▶ Exercise text
[Start of Attachment]

Protein extraction and Western blot analysis
Ten-day-old seedlings of the respected tobacco plant lines were ground using liquid nitrogen. The ground materials were mixed with 100 μL of sample buffer (100 mm Tris pH 6.8, 20% glycerol, 5% beta mercapto, 4% SDS, and 0.4% bromophenol blue). Samples were mixed for 5 min and centrifuged at RT at 15 000 g for 5 min. Twenty-five microliter of plant proteins were loaded on 10% SDS-polyacrylamide gels and protein gel blot analyses were performed (Ausubel et al., 2003) using a 1 : 1000 dilution of rabbit anti-GFP antibodies (Santa Cruz Biotechnology, Inc., Santa Cruz, CA, U.S.A), and a 1 : 10 000 dilution of hrp conjugated goat anti-rabit antibodies. The membranes were developed with a chemiluminescent detection method (EZ-ECL, Beit-Haemek, Israel) and subjected to autoradiography.

[End of Attachment]

▶ Study questions
a) In the protein extraction text, what percentage of SDS-polyacrylamide gels were the plant proteins loaded on?
b) Rename "seedlings" to "plantlets" in the protein extraction text, giving it again starting at "Protein extraction and" and ending at "subjected to autoradiography.".
The records that come next are separate material, unrelated to the protein extraction text.

[Saved entries]
[Start of Attachment]

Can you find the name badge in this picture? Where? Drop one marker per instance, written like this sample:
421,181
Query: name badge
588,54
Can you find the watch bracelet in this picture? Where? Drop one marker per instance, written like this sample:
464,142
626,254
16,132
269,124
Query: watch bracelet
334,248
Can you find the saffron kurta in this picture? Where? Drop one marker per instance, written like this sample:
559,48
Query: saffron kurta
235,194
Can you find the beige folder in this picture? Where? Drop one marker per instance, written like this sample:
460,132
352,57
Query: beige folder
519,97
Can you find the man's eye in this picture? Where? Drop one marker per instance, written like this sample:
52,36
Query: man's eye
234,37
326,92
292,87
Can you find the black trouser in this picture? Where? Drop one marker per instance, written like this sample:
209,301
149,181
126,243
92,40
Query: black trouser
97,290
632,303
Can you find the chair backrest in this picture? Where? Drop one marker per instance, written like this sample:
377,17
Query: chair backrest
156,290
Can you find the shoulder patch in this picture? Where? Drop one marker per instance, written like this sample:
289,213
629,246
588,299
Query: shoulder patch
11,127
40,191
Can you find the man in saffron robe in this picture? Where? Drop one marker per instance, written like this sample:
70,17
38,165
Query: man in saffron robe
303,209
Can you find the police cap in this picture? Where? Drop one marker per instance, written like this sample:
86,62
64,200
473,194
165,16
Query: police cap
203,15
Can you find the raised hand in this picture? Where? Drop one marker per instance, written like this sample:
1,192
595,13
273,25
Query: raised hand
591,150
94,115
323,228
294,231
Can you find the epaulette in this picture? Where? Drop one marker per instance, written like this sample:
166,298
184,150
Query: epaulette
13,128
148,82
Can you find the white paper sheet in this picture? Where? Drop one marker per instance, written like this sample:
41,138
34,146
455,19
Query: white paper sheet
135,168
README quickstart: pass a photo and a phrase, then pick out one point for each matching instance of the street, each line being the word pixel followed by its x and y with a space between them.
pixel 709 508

[End of Attachment]

▶ Your responses
a) 10% SDS-polyacrylamide gels.

b)
Protein extraction and Western blot analysis
Ten-day-old plantlets of the respected tobacco plant lines were ground using liquid nitrogen. The ground materials were mixed with 100 μL of sample buffer (100 mm Tris pH 6.8, 20% glycerol, 5% beta mercapto, 4% SDS, and 0.4% bromophenol blue). Samples were mixed for 5 min and centrifuged at RT at 15 000 g for 5 min. Twenty-five microliter of plant proteins were loaded on 10% SDS-polyacrylamide gels and protein gel blot analyses were performed (Ausubel et al., 2003) using a 1 : 1000 dilution of rabbit anti-GFP antibodies (Santa Cruz Biotechnology, Inc., Santa Cruz, CA, U.S.A), and a 1 : 10 000 dilution of hrp conjugated goat anti-rabit antibodies. The membranes were developed with a chemiluminescent detection method (EZ-ECL, Beit-Haemek, Israel) and subjected to autoradiography.